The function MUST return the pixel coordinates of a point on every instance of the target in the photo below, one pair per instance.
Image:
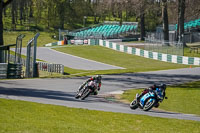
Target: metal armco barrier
(55, 68)
(14, 71)
(31, 66)
(3, 70)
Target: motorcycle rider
(152, 88)
(96, 79)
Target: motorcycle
(149, 100)
(86, 90)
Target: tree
(3, 4)
(181, 13)
(165, 20)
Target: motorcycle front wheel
(149, 104)
(85, 93)
(134, 104)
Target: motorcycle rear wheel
(134, 104)
(149, 104)
(85, 93)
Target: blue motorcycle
(149, 100)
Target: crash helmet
(163, 86)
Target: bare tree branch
(6, 3)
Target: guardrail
(43, 66)
(3, 70)
(149, 54)
(56, 68)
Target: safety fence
(56, 68)
(149, 54)
(43, 66)
(3, 70)
(167, 47)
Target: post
(35, 70)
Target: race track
(62, 91)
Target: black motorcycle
(86, 90)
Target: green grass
(191, 54)
(181, 98)
(28, 117)
(130, 62)
(44, 38)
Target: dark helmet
(163, 86)
(98, 77)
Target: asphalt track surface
(71, 61)
(62, 91)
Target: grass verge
(181, 98)
(44, 38)
(28, 117)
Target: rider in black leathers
(153, 87)
(96, 79)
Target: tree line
(73, 14)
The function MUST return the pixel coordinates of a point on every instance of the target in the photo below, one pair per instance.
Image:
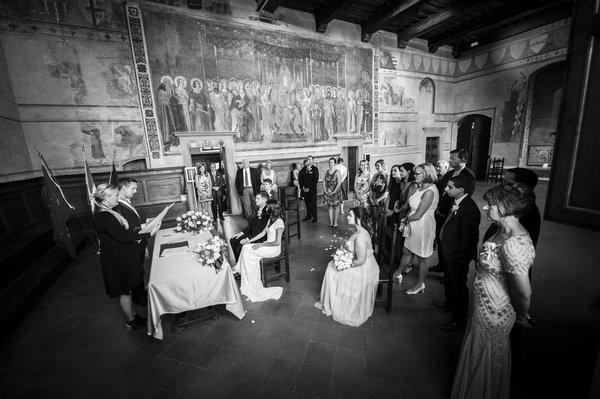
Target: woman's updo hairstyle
(361, 214)
(511, 198)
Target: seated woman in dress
(204, 190)
(501, 296)
(119, 256)
(418, 245)
(249, 261)
(349, 295)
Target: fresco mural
(262, 86)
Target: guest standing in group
(344, 184)
(378, 191)
(119, 252)
(294, 178)
(501, 297)
(268, 173)
(349, 294)
(127, 189)
(420, 223)
(271, 190)
(332, 193)
(249, 261)
(217, 181)
(253, 233)
(204, 190)
(247, 183)
(361, 185)
(458, 165)
(309, 176)
(459, 236)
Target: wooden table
(179, 283)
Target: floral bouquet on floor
(342, 258)
(213, 253)
(193, 222)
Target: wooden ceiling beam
(268, 5)
(385, 14)
(521, 10)
(330, 11)
(435, 20)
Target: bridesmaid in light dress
(349, 295)
(501, 297)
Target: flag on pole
(89, 181)
(60, 208)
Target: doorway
(474, 136)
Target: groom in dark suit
(255, 226)
(459, 237)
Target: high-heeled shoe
(414, 291)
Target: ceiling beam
(330, 11)
(433, 21)
(385, 14)
(521, 10)
(268, 5)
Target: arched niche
(426, 96)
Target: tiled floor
(73, 343)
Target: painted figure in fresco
(368, 110)
(329, 113)
(96, 143)
(305, 110)
(199, 107)
(341, 110)
(359, 111)
(316, 116)
(266, 110)
(165, 112)
(183, 101)
(351, 114)
(220, 107)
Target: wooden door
(574, 190)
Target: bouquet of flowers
(342, 258)
(194, 221)
(213, 253)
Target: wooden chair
(291, 205)
(495, 170)
(386, 258)
(275, 262)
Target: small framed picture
(190, 174)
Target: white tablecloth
(179, 283)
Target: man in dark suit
(127, 189)
(532, 219)
(459, 236)
(247, 184)
(308, 178)
(458, 163)
(218, 183)
(252, 232)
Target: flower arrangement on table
(194, 221)
(342, 258)
(213, 253)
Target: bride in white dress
(248, 264)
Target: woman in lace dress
(501, 296)
(420, 222)
(349, 295)
(332, 193)
(249, 262)
(204, 190)
(361, 185)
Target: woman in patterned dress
(204, 190)
(332, 193)
(361, 185)
(501, 296)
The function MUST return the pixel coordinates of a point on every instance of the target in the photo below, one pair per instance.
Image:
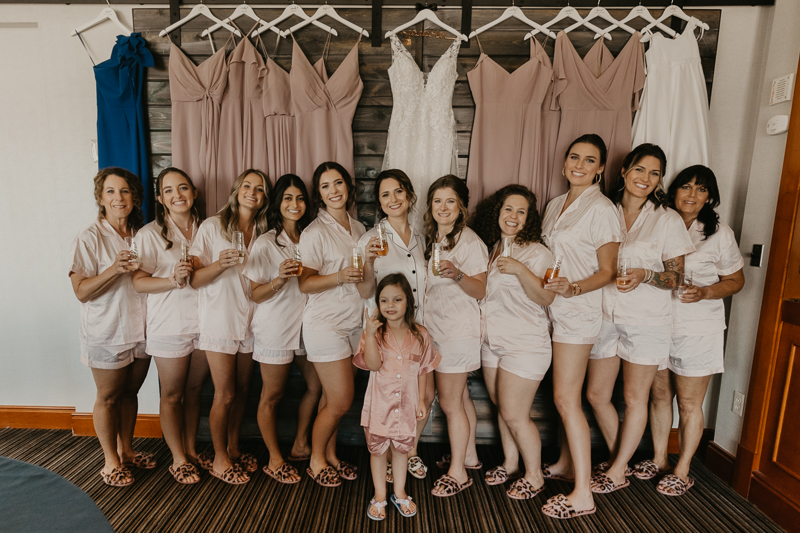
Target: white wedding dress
(422, 132)
(673, 112)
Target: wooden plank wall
(503, 43)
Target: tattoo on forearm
(668, 279)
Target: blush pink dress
(324, 108)
(507, 141)
(596, 94)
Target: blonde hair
(229, 215)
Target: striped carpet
(155, 503)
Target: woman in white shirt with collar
(698, 327)
(394, 198)
(113, 320)
(333, 317)
(172, 322)
(637, 310)
(225, 313)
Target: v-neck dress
(596, 94)
(506, 145)
(196, 93)
(324, 108)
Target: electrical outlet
(738, 403)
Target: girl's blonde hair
(229, 215)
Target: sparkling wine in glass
(382, 241)
(238, 242)
(133, 258)
(297, 259)
(437, 255)
(554, 269)
(623, 266)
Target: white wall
(47, 118)
(759, 213)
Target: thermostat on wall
(778, 124)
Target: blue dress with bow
(121, 122)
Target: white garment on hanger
(673, 112)
(422, 132)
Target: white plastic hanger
(674, 11)
(642, 12)
(426, 14)
(241, 9)
(290, 11)
(326, 11)
(572, 13)
(512, 12)
(199, 9)
(106, 14)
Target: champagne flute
(437, 255)
(238, 242)
(382, 241)
(623, 265)
(297, 259)
(554, 269)
(133, 258)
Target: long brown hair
(462, 195)
(136, 217)
(399, 280)
(229, 215)
(161, 209)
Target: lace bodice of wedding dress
(422, 135)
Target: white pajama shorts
(697, 355)
(327, 346)
(641, 345)
(112, 357)
(228, 346)
(532, 364)
(172, 346)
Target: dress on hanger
(674, 108)
(596, 94)
(121, 120)
(506, 145)
(324, 108)
(196, 93)
(279, 121)
(422, 138)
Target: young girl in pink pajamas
(400, 355)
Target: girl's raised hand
(287, 269)
(371, 322)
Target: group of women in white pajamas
(296, 297)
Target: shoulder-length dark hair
(657, 196)
(136, 217)
(485, 222)
(401, 281)
(229, 215)
(704, 177)
(316, 198)
(596, 141)
(462, 195)
(161, 209)
(274, 217)
(402, 179)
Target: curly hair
(458, 185)
(274, 217)
(161, 209)
(317, 202)
(229, 215)
(402, 179)
(704, 177)
(401, 281)
(487, 215)
(657, 196)
(136, 217)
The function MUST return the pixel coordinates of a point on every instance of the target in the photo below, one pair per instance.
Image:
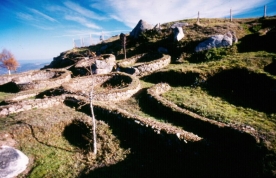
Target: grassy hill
(235, 86)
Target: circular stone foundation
(106, 87)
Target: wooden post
(197, 18)
(231, 15)
(265, 11)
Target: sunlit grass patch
(199, 101)
(45, 136)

> [TASK DETAILS]: Line by line, reproduce the material above exactly, leaving each picture out.

> [RESPONSE AREA]:
The function MUST return the pixel coordinates of a point on every instance of the target in the photo below, one pair per instance.
Image:
Target: metal armco barrier
(55, 68)
(14, 71)
(31, 66)
(3, 70)
Target: motorcycle rider
(152, 88)
(96, 79)
Target: motorcycle
(149, 100)
(86, 90)
Target: tree
(3, 4)
(181, 13)
(165, 20)
Target: motorcycle front wheel
(149, 104)
(85, 93)
(134, 104)
Target: motorcycle rear wheel
(134, 104)
(149, 104)
(85, 93)
Target: blue motorcycle
(149, 100)
Target: crash helmet
(163, 86)
Target: bare tree branch
(6, 3)
Target: guardrail
(43, 66)
(3, 70)
(149, 54)
(56, 68)
Target: safety fence
(56, 68)
(149, 54)
(43, 66)
(3, 70)
(167, 47)
Target: post
(35, 70)
Target: race track
(62, 91)
Target: black motorcycle
(86, 90)
Target: green grass
(191, 54)
(181, 98)
(28, 117)
(130, 62)
(44, 38)
Target: dark helmet
(163, 86)
(98, 77)
Target: asphalt track surface
(71, 61)
(62, 91)
Target: grass verge
(181, 98)
(44, 38)
(28, 117)
Target: rider in black leathers
(153, 87)
(96, 79)
Target: tree line
(73, 14)
The function MUST return the pixel coordinates of a point on every instance of the target in the photo below, one pair per instance.
Image:
Target: woman's updo hairstyle
(361, 214)
(511, 198)
Target: seated woman in dress
(204, 190)
(501, 296)
(119, 256)
(418, 245)
(249, 261)
(349, 295)
Target: fresco mural
(262, 86)
Target: guest standing in group
(344, 184)
(378, 191)
(119, 252)
(294, 178)
(501, 297)
(268, 173)
(349, 294)
(127, 189)
(420, 223)
(271, 190)
(332, 193)
(249, 261)
(217, 181)
(253, 233)
(204, 190)
(247, 183)
(361, 185)
(458, 165)
(309, 176)
(459, 236)
Target: wooden table
(179, 283)
Target: floral bouquet on floor
(342, 258)
(213, 253)
(193, 222)
Target: wooden ceiling beam
(268, 5)
(385, 14)
(521, 10)
(330, 11)
(435, 20)
Target: bridesmaid in light dress
(349, 295)
(501, 297)
Target: flag on pole
(89, 181)
(60, 208)
Target: doorway
(474, 136)
Target: groom in dark suit
(255, 226)
(459, 237)
Target: high-heeled shoe
(414, 291)
Target: ceiling beam
(330, 11)
(433, 21)
(385, 14)
(521, 10)
(268, 5)
Target: arched niche
(426, 96)
Target: tiled floor
(73, 343)
Target: painted figure in fresco
(368, 110)
(329, 113)
(96, 143)
(305, 110)
(199, 107)
(341, 110)
(359, 111)
(316, 116)
(266, 110)
(165, 112)
(183, 101)
(351, 114)
(220, 107)
Target: wooden door
(574, 190)
Target: bouquet of flowers
(342, 258)
(194, 221)
(213, 253)
Target: wooden chair
(291, 205)
(495, 170)
(386, 258)
(275, 262)
Target: small framed picture
(190, 174)
Target: white tablecloth
(179, 283)
Target: man in dark suit
(127, 189)
(532, 219)
(459, 236)
(247, 184)
(308, 178)
(458, 163)
(218, 183)
(252, 232)
Target: flower arrangement on table
(194, 221)
(342, 258)
(213, 253)
Target: bride in white dress
(248, 264)
Target: woman in lace dress
(501, 296)
(420, 222)
(349, 295)
(332, 193)
(249, 262)
(204, 190)
(361, 185)
Target: woman in patterned dress
(204, 190)
(332, 193)
(361, 185)
(501, 296)
The function MUST return the pixel coordinates of a point on every instance of the target in the photo below, one pair per instance.
Image:
Target: white wedding dress
(422, 132)
(673, 112)
Target: wooden plank wall
(503, 43)
Target: tattoo on forearm
(668, 279)
Target: blush pink dress
(324, 108)
(507, 141)
(596, 94)
Target: blonde hair
(229, 215)
Target: striped carpet
(155, 503)
Target: woman in white shirt with collar
(698, 327)
(394, 198)
(113, 320)
(333, 317)
(172, 322)
(637, 310)
(225, 313)
Target: v-neck dress
(596, 94)
(506, 145)
(196, 93)
(324, 108)
Target: electrical outlet
(738, 403)
Target: girl's blonde hair
(229, 215)
Target: sparkling wine in glass
(382, 241)
(238, 242)
(133, 258)
(297, 259)
(437, 255)
(554, 269)
(623, 266)
Target: white wall
(47, 118)
(759, 213)
Target: thermostat on wall
(778, 124)
Target: blue dress with bow
(121, 122)
Target: white garment on hanger
(673, 112)
(422, 132)
Target: white plastic hanger
(674, 11)
(642, 12)
(426, 14)
(241, 9)
(290, 11)
(326, 11)
(572, 13)
(512, 12)
(199, 9)
(106, 14)
Target: champagne flute
(437, 255)
(238, 242)
(382, 241)
(623, 265)
(297, 259)
(554, 269)
(133, 258)
Target: long brown hair
(462, 195)
(136, 217)
(399, 280)
(229, 215)
(161, 209)
Target: lace bodice of wedding dress
(422, 135)
Target: white pajama shorts
(697, 355)
(327, 346)
(641, 345)
(112, 357)
(228, 346)
(532, 364)
(172, 346)
Target: dress on hanger
(674, 108)
(596, 94)
(121, 120)
(506, 145)
(324, 108)
(196, 93)
(279, 121)
(422, 138)
Target: young girl in pink pajamas
(400, 355)
Target: girl's raised hand
(287, 269)
(371, 322)
Target: group of women in white pajamas
(296, 297)
Target: shoulder-length dark hair
(657, 196)
(136, 217)
(485, 222)
(401, 281)
(229, 215)
(704, 177)
(316, 198)
(596, 141)
(462, 195)
(161, 209)
(274, 217)
(402, 179)
Target: curly hair
(458, 185)
(274, 217)
(161, 209)
(317, 202)
(229, 215)
(402, 179)
(704, 177)
(401, 281)
(487, 215)
(657, 196)
(136, 217)
The function MUST return the pixel coordinates of a point on every instance of the target in the photo below, one pair per instance.
Image:
Target: grassy hill
(235, 86)
Target: circular stone foundation
(106, 87)
Target: wooden post
(197, 18)
(231, 15)
(265, 11)
Target: sunlit grass patch
(199, 101)
(45, 136)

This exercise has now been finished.